#### [WHAT THE EXERCISE ASKS]
The data below should be restated word for word, with every picture omitted.

··· RECORDS SHOWN

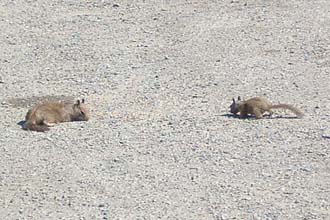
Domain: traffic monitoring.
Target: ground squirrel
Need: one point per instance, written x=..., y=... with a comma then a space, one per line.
x=257, y=106
x=45, y=115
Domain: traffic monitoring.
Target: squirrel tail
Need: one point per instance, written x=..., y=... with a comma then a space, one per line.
x=35, y=127
x=296, y=111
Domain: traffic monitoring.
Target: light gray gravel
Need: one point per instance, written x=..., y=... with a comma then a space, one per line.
x=159, y=76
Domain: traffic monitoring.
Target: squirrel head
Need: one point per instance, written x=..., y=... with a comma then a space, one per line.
x=234, y=106
x=80, y=111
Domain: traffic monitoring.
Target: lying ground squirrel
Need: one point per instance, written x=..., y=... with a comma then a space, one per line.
x=45, y=115
x=257, y=106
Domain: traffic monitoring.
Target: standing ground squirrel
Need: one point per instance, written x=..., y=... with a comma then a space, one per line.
x=257, y=106
x=45, y=115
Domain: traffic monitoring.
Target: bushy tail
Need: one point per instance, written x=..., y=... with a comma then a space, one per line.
x=291, y=108
x=35, y=127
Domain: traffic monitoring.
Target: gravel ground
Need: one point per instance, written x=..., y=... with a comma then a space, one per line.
x=159, y=77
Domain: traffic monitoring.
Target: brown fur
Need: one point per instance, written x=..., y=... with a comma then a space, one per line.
x=47, y=114
x=257, y=106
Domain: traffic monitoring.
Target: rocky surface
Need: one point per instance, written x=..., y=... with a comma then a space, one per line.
x=159, y=76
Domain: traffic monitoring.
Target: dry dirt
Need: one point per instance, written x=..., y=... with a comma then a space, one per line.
x=159, y=77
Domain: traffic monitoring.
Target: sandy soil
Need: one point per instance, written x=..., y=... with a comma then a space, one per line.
x=159, y=76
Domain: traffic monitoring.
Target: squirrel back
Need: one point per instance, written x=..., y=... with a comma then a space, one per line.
x=257, y=106
x=40, y=117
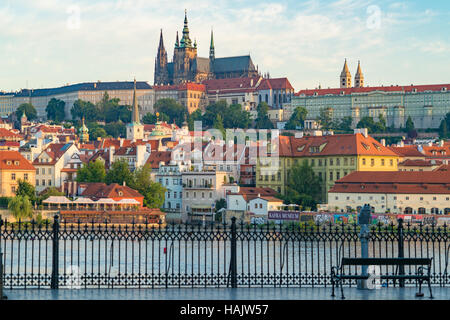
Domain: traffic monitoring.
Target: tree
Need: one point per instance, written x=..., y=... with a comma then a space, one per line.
x=153, y=192
x=51, y=191
x=303, y=186
x=84, y=109
x=175, y=111
x=116, y=129
x=26, y=189
x=325, y=118
x=92, y=172
x=194, y=116
x=21, y=207
x=345, y=125
x=55, y=110
x=409, y=125
x=263, y=121
x=29, y=110
x=297, y=119
x=96, y=133
x=151, y=118
x=119, y=173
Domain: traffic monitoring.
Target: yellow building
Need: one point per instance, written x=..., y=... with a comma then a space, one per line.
x=332, y=157
x=14, y=167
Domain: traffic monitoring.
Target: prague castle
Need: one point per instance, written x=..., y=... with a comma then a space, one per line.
x=187, y=66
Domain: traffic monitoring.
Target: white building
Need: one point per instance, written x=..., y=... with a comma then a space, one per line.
x=402, y=192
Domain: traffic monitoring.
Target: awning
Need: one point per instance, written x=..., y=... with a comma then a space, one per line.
x=57, y=200
x=128, y=201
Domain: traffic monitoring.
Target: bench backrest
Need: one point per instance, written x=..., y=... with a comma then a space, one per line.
x=385, y=261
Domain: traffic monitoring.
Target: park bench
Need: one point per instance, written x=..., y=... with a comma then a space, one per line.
x=338, y=275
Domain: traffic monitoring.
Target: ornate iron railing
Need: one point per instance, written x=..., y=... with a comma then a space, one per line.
x=55, y=255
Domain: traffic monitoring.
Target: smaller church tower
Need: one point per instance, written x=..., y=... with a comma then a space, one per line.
x=84, y=132
x=359, y=77
x=135, y=130
x=346, y=77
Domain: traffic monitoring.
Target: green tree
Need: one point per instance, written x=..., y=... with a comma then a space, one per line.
x=84, y=109
x=55, y=110
x=26, y=189
x=21, y=207
x=194, y=116
x=297, y=119
x=96, y=133
x=92, y=172
x=120, y=172
x=116, y=129
x=51, y=191
x=345, y=125
x=29, y=111
x=303, y=186
x=263, y=121
x=153, y=192
x=175, y=111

······

#### [EXERCISE OUTPUT]
Domain: traffic monitoring.
Target: ground squirrel
Need: one point per instance, written x=..., y=... with a comma then a space, one per line.
x=257, y=106
x=45, y=115
Domain: traffic monitoring.
Target: squirrel tail
Need: one point per instance, written x=..., y=... with a comma then a space, one per line.
x=35, y=127
x=296, y=111
Domain: traffic monitoring.
Target: light gray gravel
Need: one point per instance, written x=..., y=... with a comma then a space, one per line.
x=159, y=76
Domain: traffic monitoring.
Target: squirrel head
Need: one point per instance, written x=..., y=... with a comma then a space, one per line.
x=234, y=106
x=80, y=111
Domain: traffic monitoring.
Target: lying ground squirrel
Need: one point per instance, written x=..., y=... with a comma then a space, one per line.
x=45, y=115
x=257, y=106
Domain: traffic monitoring.
Target: standing ground squirrel
Need: one point per instance, written x=..., y=... with a comma then a space, one per line.
x=257, y=106
x=45, y=115
Domain: traffic monitoring.
Target: bushy tail
Need: one point per instance, written x=..., y=... with a comma then a space, one per line.
x=291, y=108
x=35, y=127
Domain: traffic monitoring.
Target: gravel ground
Need: one point per instance, written x=..., y=... with a comma then a space, one per line.
x=159, y=77
Domain: traffic monitoring.
Target: brown fur
Need: one point per instance, written x=..., y=... with a comma then a space, one per line.
x=47, y=114
x=257, y=106
Domain: traffic monitoring.
Target: rocky surface
Need: one point per instance, written x=..., y=... with a comma then a space, one per line.
x=159, y=76
Domain: traffic monitoring.
Target: dry dirt
Need: one point per instance, written x=..., y=... with a comma then a space, one per line.
x=159, y=77
Domain: traffic monitoring.
Target: sandy soil
Need: one point per instance, written x=..., y=... with a comma then a space, one per line.
x=159, y=76
Domain: traffic monitoring.
Target: squirrel back
Need: one point per instance, written x=..., y=... with a comma then a space, one per line.
x=257, y=106
x=40, y=117
Domain: traffic monitoring.
Target: tree
Need: one point per instance, written x=..., y=... with a comma then a space, one per line.
x=153, y=192
x=51, y=191
x=303, y=186
x=84, y=109
x=175, y=111
x=116, y=129
x=26, y=189
x=325, y=118
x=92, y=172
x=194, y=116
x=21, y=207
x=345, y=125
x=55, y=110
x=409, y=125
x=263, y=121
x=29, y=110
x=297, y=119
x=96, y=133
x=151, y=118
x=119, y=173
Domain: traffic monitoring.
Target: yellow building
Need: one point per instance, written x=..., y=... with a comma then a space, one per line.
x=332, y=157
x=14, y=167
Domain: traffic monitoring.
Target: prague castle
Need: one point per instance, written x=..., y=... with a comma then a space, one per line.
x=187, y=66
Domain: traffic monitoring.
Target: white building
Need: one point per instance, written x=..., y=... with a comma then a space, one per line.
x=402, y=192
Domain: traffic monitoring.
Target: awning
Need: one point per instance, written x=..., y=... with a comma then a space, one per line.
x=57, y=200
x=128, y=201
Domain: traffic monitoring.
Target: bench backrest
Need: one point per instance, written x=..., y=... with a comma then a space, one per line.
x=385, y=261
Domain: traffic monitoring.
Target: park bench
Need: one point per instance, written x=..., y=... with a comma then a space, one per line.
x=338, y=275
Domain: traffic monitoring.
Target: ornate iron railing
Need: one point per instance, written x=..., y=... with a comma then a space, one per line.
x=55, y=255
Domain: traffic monitoring.
Target: smaller church tower
Need: one point per instance, written x=..., y=... with a comma then a space, one per line.
x=84, y=132
x=359, y=77
x=135, y=130
x=346, y=77
Domain: traffic monitoring.
Target: green tree
Need: one point per instance, written x=..., y=... with a comma then a space, one per line.
x=84, y=109
x=55, y=110
x=26, y=189
x=21, y=207
x=194, y=116
x=297, y=119
x=96, y=133
x=92, y=172
x=120, y=172
x=116, y=129
x=51, y=191
x=345, y=125
x=29, y=111
x=303, y=186
x=263, y=121
x=153, y=192
x=175, y=111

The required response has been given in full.